--- Problem to work on ---
For the material below, count the lines containing "water" and reply with the number alone.

--- Data ---

--

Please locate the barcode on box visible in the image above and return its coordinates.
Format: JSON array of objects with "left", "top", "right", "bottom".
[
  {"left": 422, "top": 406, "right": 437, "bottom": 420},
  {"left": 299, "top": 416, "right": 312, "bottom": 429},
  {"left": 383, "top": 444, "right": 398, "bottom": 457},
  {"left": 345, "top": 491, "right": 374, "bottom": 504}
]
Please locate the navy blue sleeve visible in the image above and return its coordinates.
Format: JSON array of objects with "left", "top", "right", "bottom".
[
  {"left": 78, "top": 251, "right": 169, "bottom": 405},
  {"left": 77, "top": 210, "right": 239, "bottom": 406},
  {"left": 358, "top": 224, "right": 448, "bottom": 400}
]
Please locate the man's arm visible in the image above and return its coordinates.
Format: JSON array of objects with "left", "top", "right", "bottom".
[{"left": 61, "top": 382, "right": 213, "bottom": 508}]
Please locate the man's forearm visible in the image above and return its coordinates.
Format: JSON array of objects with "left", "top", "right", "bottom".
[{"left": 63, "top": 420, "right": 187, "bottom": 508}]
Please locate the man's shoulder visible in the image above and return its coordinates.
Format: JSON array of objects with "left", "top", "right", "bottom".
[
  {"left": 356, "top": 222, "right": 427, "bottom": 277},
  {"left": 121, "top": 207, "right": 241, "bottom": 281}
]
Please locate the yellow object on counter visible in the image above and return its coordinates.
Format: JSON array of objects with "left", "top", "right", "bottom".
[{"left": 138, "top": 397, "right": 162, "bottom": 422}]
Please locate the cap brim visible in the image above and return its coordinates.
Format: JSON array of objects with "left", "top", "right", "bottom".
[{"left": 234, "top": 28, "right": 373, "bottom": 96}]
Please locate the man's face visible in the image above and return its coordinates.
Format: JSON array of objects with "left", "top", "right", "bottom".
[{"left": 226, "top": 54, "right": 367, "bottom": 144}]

--

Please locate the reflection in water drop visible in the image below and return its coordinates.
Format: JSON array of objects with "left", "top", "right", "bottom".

--

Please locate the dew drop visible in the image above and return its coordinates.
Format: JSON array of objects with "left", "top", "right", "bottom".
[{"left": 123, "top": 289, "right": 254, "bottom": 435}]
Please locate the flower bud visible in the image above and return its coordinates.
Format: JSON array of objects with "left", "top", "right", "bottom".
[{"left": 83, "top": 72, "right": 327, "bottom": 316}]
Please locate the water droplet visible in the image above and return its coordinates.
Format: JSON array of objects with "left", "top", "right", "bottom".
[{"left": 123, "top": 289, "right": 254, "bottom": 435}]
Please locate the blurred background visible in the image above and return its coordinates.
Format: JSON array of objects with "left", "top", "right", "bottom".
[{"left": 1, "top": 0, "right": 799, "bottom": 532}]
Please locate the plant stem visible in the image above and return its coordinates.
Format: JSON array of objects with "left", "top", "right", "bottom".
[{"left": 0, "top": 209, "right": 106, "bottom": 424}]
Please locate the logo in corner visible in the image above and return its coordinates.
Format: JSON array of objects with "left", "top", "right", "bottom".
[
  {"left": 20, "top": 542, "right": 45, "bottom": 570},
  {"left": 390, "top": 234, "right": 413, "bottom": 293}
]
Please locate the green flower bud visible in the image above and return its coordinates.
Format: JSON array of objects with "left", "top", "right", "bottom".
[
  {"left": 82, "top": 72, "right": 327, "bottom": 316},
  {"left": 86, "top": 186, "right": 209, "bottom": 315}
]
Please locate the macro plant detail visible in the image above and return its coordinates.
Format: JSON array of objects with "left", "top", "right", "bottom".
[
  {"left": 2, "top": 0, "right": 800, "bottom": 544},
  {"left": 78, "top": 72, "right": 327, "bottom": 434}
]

--

--- Result of the exercise ---
2